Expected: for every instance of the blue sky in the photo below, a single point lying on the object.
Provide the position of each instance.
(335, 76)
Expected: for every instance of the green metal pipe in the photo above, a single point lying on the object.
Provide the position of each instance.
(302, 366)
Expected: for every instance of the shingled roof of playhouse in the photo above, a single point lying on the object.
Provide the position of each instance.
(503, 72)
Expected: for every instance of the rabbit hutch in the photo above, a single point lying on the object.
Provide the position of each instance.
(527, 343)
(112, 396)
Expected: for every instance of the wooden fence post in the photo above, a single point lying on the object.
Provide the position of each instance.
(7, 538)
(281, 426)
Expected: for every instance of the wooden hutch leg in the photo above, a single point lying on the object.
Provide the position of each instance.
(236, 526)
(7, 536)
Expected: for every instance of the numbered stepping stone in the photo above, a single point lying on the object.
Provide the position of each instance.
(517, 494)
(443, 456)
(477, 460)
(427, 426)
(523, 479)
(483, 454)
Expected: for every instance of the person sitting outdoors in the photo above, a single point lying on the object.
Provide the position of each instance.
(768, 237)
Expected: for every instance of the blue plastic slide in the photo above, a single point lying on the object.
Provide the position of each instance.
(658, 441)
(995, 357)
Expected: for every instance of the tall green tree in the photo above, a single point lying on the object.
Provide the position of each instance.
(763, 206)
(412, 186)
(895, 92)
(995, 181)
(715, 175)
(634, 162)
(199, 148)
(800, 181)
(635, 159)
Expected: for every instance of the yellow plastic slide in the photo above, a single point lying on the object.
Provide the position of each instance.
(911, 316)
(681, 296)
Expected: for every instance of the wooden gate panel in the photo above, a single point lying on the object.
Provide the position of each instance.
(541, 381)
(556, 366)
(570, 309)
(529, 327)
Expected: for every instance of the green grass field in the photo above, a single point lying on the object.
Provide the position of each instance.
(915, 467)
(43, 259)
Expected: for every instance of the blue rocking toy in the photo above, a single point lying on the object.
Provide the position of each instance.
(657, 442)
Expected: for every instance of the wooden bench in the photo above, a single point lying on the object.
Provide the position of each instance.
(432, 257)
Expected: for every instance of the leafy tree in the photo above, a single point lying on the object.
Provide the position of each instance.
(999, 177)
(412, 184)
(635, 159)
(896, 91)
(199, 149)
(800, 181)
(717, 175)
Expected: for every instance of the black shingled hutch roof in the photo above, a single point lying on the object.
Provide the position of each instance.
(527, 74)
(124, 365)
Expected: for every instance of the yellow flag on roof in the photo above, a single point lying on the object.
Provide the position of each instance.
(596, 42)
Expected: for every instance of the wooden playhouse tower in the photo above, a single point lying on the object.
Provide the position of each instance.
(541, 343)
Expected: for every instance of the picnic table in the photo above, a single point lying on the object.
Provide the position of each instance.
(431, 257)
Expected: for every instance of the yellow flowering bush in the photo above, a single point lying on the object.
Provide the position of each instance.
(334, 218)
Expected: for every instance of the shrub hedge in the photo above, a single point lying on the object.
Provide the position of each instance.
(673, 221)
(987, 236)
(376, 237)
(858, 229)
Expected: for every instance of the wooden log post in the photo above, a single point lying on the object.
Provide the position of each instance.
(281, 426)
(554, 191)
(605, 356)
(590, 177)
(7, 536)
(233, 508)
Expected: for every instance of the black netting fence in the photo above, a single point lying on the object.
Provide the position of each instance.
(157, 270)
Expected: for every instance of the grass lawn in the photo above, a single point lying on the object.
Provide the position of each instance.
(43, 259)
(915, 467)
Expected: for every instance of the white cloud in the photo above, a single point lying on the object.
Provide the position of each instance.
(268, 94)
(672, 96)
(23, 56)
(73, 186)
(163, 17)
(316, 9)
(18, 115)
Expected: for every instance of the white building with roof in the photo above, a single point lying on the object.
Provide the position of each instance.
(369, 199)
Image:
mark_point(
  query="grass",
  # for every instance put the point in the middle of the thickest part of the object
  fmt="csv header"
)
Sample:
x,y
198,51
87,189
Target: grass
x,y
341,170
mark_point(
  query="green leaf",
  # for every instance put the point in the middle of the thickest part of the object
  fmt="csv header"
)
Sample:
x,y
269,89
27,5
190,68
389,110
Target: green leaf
********
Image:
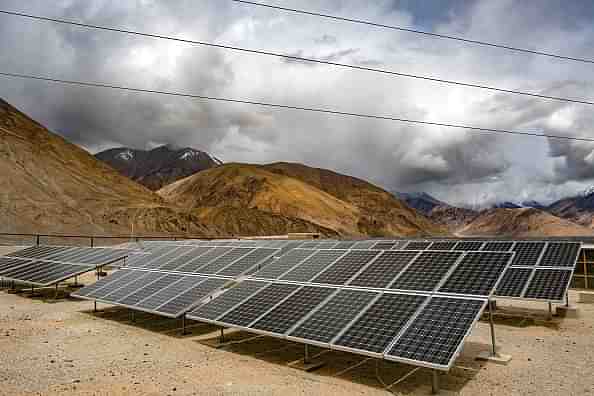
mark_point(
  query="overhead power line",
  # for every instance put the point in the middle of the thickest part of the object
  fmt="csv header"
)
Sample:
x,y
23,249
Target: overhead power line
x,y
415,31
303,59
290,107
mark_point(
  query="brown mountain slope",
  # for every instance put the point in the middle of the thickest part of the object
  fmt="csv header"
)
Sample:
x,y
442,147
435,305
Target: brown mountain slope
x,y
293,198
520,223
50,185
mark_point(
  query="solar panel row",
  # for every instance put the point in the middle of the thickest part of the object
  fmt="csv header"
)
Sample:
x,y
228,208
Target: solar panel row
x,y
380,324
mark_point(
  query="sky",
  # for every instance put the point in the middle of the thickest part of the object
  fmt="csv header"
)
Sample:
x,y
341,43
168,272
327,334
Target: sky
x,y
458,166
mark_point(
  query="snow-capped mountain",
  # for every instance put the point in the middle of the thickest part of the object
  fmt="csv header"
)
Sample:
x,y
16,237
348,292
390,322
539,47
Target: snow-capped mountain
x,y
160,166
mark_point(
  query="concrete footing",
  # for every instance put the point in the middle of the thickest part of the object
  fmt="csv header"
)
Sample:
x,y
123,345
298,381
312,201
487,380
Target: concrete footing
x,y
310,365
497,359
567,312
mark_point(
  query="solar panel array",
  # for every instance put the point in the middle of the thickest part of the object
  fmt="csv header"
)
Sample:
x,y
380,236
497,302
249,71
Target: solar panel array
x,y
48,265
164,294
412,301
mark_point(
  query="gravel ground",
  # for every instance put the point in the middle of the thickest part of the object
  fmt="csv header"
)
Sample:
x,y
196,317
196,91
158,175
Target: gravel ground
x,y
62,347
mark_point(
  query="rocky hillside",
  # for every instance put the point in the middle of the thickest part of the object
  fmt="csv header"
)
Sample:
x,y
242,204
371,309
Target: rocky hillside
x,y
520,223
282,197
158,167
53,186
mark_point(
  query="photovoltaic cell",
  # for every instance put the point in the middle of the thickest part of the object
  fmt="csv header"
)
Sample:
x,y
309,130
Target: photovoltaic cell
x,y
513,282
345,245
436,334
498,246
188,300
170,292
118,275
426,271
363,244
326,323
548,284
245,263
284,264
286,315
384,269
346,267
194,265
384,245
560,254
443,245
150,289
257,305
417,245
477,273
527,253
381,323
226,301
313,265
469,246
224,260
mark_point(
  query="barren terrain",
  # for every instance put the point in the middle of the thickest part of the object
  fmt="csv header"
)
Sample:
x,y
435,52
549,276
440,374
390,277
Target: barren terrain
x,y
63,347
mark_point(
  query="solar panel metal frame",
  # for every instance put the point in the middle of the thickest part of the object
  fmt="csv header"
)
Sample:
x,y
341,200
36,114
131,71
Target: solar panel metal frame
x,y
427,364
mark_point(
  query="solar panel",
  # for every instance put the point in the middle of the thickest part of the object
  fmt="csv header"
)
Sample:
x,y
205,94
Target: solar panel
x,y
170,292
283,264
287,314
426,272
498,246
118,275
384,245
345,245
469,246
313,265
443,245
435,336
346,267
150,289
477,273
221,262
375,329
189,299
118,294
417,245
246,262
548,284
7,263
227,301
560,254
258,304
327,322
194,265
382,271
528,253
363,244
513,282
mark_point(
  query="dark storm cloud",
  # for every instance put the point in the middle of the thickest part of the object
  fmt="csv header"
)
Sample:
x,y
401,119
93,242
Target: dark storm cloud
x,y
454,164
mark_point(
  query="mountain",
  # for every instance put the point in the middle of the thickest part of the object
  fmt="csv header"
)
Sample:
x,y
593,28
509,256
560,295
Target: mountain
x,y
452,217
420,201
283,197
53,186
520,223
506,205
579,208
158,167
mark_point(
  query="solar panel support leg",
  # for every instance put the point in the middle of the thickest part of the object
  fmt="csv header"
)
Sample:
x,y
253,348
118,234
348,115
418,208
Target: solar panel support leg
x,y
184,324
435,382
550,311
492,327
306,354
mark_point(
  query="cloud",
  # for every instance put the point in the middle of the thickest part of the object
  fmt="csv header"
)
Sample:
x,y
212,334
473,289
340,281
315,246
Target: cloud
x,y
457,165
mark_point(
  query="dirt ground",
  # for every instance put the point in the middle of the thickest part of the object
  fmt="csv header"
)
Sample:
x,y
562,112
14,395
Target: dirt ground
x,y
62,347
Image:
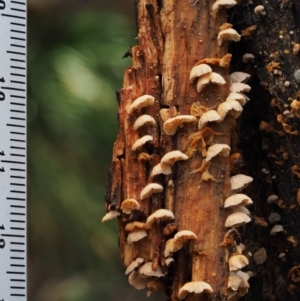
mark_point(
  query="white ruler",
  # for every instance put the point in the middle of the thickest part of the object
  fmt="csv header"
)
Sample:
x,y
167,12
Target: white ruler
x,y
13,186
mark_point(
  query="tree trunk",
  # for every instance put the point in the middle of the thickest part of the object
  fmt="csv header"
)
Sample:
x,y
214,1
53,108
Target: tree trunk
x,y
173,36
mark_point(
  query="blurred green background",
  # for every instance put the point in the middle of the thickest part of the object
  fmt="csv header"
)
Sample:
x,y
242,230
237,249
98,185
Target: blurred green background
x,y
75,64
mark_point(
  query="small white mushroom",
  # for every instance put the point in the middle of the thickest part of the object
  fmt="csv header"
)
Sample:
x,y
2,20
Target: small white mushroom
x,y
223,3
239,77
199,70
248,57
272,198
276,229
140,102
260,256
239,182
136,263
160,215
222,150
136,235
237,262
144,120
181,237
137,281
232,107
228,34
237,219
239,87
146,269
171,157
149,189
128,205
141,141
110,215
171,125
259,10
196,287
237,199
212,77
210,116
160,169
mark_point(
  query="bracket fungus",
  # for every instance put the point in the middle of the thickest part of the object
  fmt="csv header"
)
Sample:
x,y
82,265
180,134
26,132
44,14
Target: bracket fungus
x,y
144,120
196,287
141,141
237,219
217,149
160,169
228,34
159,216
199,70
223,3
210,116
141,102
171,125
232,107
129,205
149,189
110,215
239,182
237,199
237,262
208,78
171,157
********
- WHAT NEEDS TO BE DONE:
Return each line from the material that includes the string "post".

- RESULT:
Expected: for every instance of the wooden fence post in the photo above, a single point lying on the object.
Expected: for every instance of the wooden log post in the photo above, a single point lying on the object.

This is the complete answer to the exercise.